* **Problem requirements**
From the article on the Wisconsin absentee ballot ruling below, duplicate everything from "But the appeals" down to "back the ballot.".

* **Document extract**
________________
A federal appeals court Friday night denied emergency requests from Republicans to stay a judge’s ruling pushing back to April 13 the deadline for absentee ballots to be returned in Wisconsin’s spring election.
The 7th Court of Appeals also rejected a request from GOP lawmakers as well as the state and national Republican parties to stay Judge William Conley’s order that gave Wisconsin voters an additional day to request absentee ballots in light of the COVID-19 pandemic that led to the guv issuing a stay-at-home order for the state. That order had pushed the deadline to 5 p.m. today.
But the appeals court put on hold one piece of Conley’s ruling. He had ordered clerks to accept absentee ballots without a witness statement if voters submitted a statement explaining why they couldn’t safely obtain a signature from someone else on the envelope they used to mail back the ballot.
The court ruled Conley didn’t give enough weight to the state’s interest in enforcing that requirement to prevent fraud. It also noted the Wisconsin Elections Commission had posted guidance for voters struggling to safely find a witness for their ballot in light of the public health emergency.
________________
* **Given information**
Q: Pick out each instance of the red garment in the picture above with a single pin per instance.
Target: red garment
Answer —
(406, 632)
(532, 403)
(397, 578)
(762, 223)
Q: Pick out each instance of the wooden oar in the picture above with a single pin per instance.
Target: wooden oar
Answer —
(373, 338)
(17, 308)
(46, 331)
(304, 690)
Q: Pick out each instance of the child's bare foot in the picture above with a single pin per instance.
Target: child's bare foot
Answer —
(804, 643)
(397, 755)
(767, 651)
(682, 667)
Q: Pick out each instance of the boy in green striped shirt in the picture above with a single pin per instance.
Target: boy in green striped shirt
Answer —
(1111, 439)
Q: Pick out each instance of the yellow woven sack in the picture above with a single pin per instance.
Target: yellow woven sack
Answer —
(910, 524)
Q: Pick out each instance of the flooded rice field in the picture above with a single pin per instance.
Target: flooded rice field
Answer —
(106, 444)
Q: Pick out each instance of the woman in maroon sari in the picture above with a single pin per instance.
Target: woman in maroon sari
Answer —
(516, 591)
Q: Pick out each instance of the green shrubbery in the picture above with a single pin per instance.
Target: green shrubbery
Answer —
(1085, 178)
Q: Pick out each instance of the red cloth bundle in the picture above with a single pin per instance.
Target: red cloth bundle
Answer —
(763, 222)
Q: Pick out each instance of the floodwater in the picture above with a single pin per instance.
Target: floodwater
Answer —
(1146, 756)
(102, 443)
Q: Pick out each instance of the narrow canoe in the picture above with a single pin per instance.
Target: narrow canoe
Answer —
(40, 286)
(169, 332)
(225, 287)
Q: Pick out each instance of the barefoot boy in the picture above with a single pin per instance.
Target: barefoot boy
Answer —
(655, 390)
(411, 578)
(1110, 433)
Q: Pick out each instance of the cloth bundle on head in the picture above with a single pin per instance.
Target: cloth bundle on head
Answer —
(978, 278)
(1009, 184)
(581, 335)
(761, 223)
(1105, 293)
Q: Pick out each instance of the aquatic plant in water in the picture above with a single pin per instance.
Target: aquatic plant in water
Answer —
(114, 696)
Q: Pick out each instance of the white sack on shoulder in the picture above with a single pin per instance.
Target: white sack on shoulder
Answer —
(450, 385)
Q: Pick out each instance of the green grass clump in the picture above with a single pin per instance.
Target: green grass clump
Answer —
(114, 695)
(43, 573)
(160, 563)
________________
* **Response for this exercise**
But the appeals court put on hold one piece of Conley’s ruling. He had ordered clerks to accept absentee ballots without a witness statement if voters submitted a statement explaining why they couldn’t safely obtain a signature from someone else on the envelope they used to mail back the ballot.